▶ Reading text
5. Registration Expenses.
(a) All expenses incident to the performance of or compliance with this Agreement by
the Issuer shall be borne by the Issuer regardless of whether a Shelf Registration Statement
becomes effective, including, without limitation (i) all registration and filing fees and
expenses (including filings made by the Initial Purchasers or any Holders with the NASD);
(ii) all fees and expenses of compliance with federal securities and state Blue Sky or
securities laws (including reasonable fees and disbursements of counsel in connection with
Blue Sky qualifications); (iii) all expenses of printing (including printing of Prospectuses
and certificates for the Common Stock to be issued upon conversion of the Debentures) and
the expenses of the Issuer for messenger and delivery services and telephone; (iv) all fees
and disbursements of counsel to the Issuer and, subject to Section 5(b) below, the
Holders of Transfer Restricted Securities; (v) all application and filing fees in connection
with listing (or authorizing for quotation) the Common Stock on a national securities
exchange or automated quotation system pursuant to the requirements hereof; and (vi) all
fees and disbursements of independent certified public accountants of the Issuer (including
the expenses of any special audit and comfort letters required by or incident to such
performance). The Issuer shall bear their internal
12
expenses (including, without limitation,
all salaries and expenses of their officers and employees performing legal, accounting or
other duties), the expenses of any annual audit and the fees and expenses of any Person,
including special experts, retained by the Issuer.

▶ Data excerpt
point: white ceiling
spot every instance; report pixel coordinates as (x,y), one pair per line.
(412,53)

▶ Task list
- a) In the registration expenses clause, why must the Issuer pay for any special audit and comfort letters? Answer in one to three sentences.
- b) According to the registration expenses clause, which filings made by other parties does the Issuer pay for?
- c) Go on writing the registration expenses clause, picking up right after its final sentence.

▶ Answers to the exercises
- a) Under the clause, the Issuer bears all expenses incident to its performance of or compliance with the Agreement. A special audit and comfort letters fall under that rule when they are required by or incident to that performance, so they are listed among the accountants' fees and expenses the Issuer must pay.

- b) Filings made by the Initial Purchasers or any Holders with the NASD.

- c)
(b) In connection with the Shelf Registration Statement required by this Agreement,
including any amendment or supplement thereto, and any other documents delivered to any
Holders, the Issuer shall reimburse the Initial Purchasers and the Holders of Transfer
Restricted Securities being registered pursuant to the Shelf Registration Statement, as
applicable, for the reasonable fees and disbursements of not more than one counsel as may be
chosen by a Majority of Holders for whose benefit the Shelf Registration Statement is being
prepared. The Issuer shall not be required to pay any underwriting discount or commission
related to the sale of any securities.
6. Indemnification and Contribution.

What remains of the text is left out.